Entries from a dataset
((
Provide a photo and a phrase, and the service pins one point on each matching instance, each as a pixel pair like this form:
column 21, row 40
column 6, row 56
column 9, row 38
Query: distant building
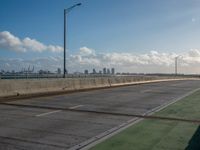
column 113, row 70
column 104, row 70
column 94, row 71
column 86, row 72
column 59, row 71
column 108, row 71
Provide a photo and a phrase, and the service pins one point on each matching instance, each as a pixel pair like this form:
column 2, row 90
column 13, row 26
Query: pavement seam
column 103, row 136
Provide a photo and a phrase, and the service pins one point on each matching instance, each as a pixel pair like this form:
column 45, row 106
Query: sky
column 140, row 36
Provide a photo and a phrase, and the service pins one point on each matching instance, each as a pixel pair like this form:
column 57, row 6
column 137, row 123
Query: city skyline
column 140, row 37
))
Work instructions
Can you reproduce the rows again word for word, beginning with their first line and stopping after the line that contains "column 86, row 72"? Omit any pictures.

Result below
Provide a photo and a phrase, and the service pins one point on each matching instance, each as a pixel pair like this form:
column 21, row 40
column 6, row 56
column 9, row 38
Query: distant building
column 113, row 70
column 104, row 70
column 94, row 71
column 86, row 72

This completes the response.